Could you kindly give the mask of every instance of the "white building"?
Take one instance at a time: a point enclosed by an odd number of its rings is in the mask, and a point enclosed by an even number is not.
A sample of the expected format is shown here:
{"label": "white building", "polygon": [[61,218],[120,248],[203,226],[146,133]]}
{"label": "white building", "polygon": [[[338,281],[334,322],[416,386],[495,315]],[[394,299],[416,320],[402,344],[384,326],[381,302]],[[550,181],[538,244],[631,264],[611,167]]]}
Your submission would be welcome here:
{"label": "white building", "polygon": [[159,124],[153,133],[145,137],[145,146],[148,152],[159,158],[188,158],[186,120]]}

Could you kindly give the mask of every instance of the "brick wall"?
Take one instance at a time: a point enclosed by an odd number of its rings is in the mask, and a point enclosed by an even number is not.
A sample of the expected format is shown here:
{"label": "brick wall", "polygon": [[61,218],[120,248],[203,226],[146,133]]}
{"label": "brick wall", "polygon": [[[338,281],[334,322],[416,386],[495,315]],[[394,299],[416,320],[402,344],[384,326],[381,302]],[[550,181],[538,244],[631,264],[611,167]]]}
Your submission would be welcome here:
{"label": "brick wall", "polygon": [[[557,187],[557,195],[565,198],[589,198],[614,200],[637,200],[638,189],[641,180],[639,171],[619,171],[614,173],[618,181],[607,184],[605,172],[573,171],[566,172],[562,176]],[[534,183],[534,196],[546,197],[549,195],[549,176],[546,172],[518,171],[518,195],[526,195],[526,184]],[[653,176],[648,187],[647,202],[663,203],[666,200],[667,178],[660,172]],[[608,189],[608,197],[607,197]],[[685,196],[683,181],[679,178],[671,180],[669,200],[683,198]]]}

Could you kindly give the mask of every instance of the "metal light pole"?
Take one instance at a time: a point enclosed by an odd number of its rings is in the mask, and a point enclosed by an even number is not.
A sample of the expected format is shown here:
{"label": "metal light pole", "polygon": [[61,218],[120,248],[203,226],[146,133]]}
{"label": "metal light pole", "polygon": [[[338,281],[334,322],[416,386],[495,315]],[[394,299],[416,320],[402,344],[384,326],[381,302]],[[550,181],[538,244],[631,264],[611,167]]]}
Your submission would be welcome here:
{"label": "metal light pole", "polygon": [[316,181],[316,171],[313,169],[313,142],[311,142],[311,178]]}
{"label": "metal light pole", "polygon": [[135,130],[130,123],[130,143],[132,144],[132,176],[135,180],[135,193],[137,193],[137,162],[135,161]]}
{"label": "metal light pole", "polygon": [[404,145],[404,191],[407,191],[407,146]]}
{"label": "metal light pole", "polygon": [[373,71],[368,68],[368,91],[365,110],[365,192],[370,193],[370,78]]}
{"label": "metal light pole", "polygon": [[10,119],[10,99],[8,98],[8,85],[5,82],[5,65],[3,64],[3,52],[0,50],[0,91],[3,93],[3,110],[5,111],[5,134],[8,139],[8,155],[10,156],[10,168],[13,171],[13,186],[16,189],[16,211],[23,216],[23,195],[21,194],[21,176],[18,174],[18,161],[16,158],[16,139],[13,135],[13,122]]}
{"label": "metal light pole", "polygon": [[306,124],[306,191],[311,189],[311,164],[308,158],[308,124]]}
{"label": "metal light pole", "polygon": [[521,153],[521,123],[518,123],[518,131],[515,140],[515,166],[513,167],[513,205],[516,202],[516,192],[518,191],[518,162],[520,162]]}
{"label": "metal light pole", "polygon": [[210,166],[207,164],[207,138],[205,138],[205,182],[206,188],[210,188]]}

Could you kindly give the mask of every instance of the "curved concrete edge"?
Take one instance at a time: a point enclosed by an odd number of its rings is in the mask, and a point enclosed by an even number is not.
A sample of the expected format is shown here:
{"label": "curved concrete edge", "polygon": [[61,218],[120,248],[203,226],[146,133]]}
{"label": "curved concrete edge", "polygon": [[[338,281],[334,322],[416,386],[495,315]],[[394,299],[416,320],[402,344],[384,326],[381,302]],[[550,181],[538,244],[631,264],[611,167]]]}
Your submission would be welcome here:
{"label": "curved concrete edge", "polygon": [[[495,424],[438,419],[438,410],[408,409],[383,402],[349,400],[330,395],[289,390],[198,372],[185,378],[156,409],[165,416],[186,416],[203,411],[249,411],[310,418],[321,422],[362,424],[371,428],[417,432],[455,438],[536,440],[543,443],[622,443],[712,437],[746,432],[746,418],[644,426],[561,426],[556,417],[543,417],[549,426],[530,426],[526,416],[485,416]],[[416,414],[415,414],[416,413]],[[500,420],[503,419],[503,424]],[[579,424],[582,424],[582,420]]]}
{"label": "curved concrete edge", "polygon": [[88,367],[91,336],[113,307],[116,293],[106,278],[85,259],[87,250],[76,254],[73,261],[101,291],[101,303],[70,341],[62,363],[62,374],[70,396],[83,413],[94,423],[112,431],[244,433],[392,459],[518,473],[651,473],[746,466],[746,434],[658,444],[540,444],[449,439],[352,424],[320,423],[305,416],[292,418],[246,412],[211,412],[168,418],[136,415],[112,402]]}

* * * * * * * * *

Exercise aim>
Take each line of the listing above and set it down again exactly.

Output of the exercise>
Could you kindly give the mask of every instance of the "white building"?
Take one instance at a time: a point enclosed by an odd number of its rings is in the mask, and a point enclosed by an even number is not.
A sample of the expected format is shown here:
{"label": "white building", "polygon": [[61,218],[120,248],[203,226],[146,133]]}
{"label": "white building", "polygon": [[[338,281],[334,322],[416,386],[495,315]],[[394,299],[416,320],[402,344],[384,326],[381,302]],[[550,181],[538,244],[631,264],[611,167]]]}
Your submission would be welcome here:
{"label": "white building", "polygon": [[159,124],[153,133],[145,137],[145,146],[148,152],[159,158],[188,158],[186,120]]}

Could you kindly give the mask of every instance of the "brick wall"?
Take one instance at a time: a point enclosed by an odd number of its rings is in the mask, and a point enclosed by an even number is not.
A sample of the expected format is shown here:
{"label": "brick wall", "polygon": [[61,218],[120,248],[203,226],[146,133]]}
{"label": "brick wall", "polygon": [[[338,281],[334,322],[416,386],[495,315]],[[394,299],[416,320],[402,344],[384,326],[381,302]],[[550,181],[538,244],[631,264],[611,167]]]}
Your submission would be welcome here:
{"label": "brick wall", "polygon": [[[557,187],[557,195],[565,198],[589,198],[614,200],[637,200],[638,189],[641,180],[639,171],[619,171],[614,173],[618,181],[607,184],[605,172],[573,171],[566,172],[562,176]],[[534,183],[534,196],[546,197],[549,195],[549,176],[546,172],[518,171],[518,195],[526,195],[526,184]],[[653,176],[648,187],[647,202],[663,203],[666,200],[667,178],[660,172]],[[608,189],[608,197],[607,197]],[[685,196],[683,181],[679,178],[671,180],[669,200],[683,198]]]}

Could you kindly give the mask of every instance of the "metal light pole"?
Take one instance at a time: a point enclosed by an odd number of its rings is in the mask, and a point enclosed by an even number is not.
A sample of the expected format is shown here:
{"label": "metal light pole", "polygon": [[61,218],[120,248],[203,226],[146,133]]}
{"label": "metal light pole", "polygon": [[[338,281],[334,322],[416,386],[495,315]],[[394,299],[416,320],[402,344],[384,326],[381,302]],[[550,181],[538,244],[631,264],[611,167]]]}
Your submission would be welcome here:
{"label": "metal light pole", "polygon": [[316,181],[316,171],[313,169],[313,142],[311,142],[311,178]]}
{"label": "metal light pole", "polygon": [[135,130],[130,123],[130,143],[132,144],[132,176],[135,180],[135,193],[137,193],[137,162],[135,161]]}
{"label": "metal light pole", "polygon": [[404,145],[404,191],[407,191],[407,146]]}
{"label": "metal light pole", "polygon": [[373,71],[368,68],[368,91],[365,110],[365,192],[370,193],[370,78]]}
{"label": "metal light pole", "polygon": [[10,119],[10,99],[8,98],[8,85],[5,82],[5,65],[3,64],[3,52],[0,50],[0,91],[3,93],[3,110],[5,111],[5,134],[8,139],[8,155],[10,156],[10,168],[13,171],[13,186],[16,189],[16,211],[23,216],[23,195],[21,194],[21,176],[18,174],[18,161],[16,158],[16,139],[13,135],[13,122]]}
{"label": "metal light pole", "polygon": [[306,124],[306,191],[311,189],[311,164],[308,158],[308,124]]}
{"label": "metal light pole", "polygon": [[521,153],[521,123],[518,123],[518,131],[515,140],[515,166],[513,167],[513,205],[516,202],[516,192],[518,191],[518,162],[520,162]]}
{"label": "metal light pole", "polygon": [[210,166],[207,164],[207,138],[205,138],[205,182],[206,188],[210,188]]}

Could you kindly give the mask of every instance of the "curved concrete edge"?
Take one instance at a time: a point enclosed by an odd number of its rings is in the mask, and a point enclosed by an even number is not.
A sample of the expected format is shown here:
{"label": "curved concrete edge", "polygon": [[61,218],[120,248],[203,226],[146,133]]}
{"label": "curved concrete edge", "polygon": [[[338,281],[334,322],[416,386],[495,315]],[[394,299],[416,320],[402,344],[384,326],[381,302]],[[550,181],[538,244],[631,264],[611,167]]]}
Your submission would be welcome here:
{"label": "curved concrete edge", "polygon": [[[495,424],[438,419],[438,410],[408,409],[383,402],[349,400],[330,395],[289,390],[198,372],[185,378],[156,409],[165,416],[186,416],[203,411],[249,411],[310,418],[321,422],[362,424],[371,428],[417,432],[455,438],[536,440],[543,443],[622,443],[712,437],[746,432],[746,418],[644,426],[561,426],[556,417],[543,417],[549,426],[530,426],[526,416],[485,416]],[[416,414],[415,414],[416,413]],[[500,420],[503,419],[503,424]],[[579,424],[582,424],[582,420]]]}
{"label": "curved concrete edge", "polygon": [[88,367],[91,336],[113,307],[116,293],[106,278],[85,259],[87,250],[76,254],[73,261],[101,291],[101,303],[70,341],[62,363],[62,374],[70,396],[83,413],[94,423],[112,431],[244,433],[392,459],[518,473],[651,473],[746,466],[746,434],[658,444],[540,444],[449,439],[352,424],[320,423],[305,416],[292,418],[246,412],[211,412],[168,418],[136,415],[112,402]]}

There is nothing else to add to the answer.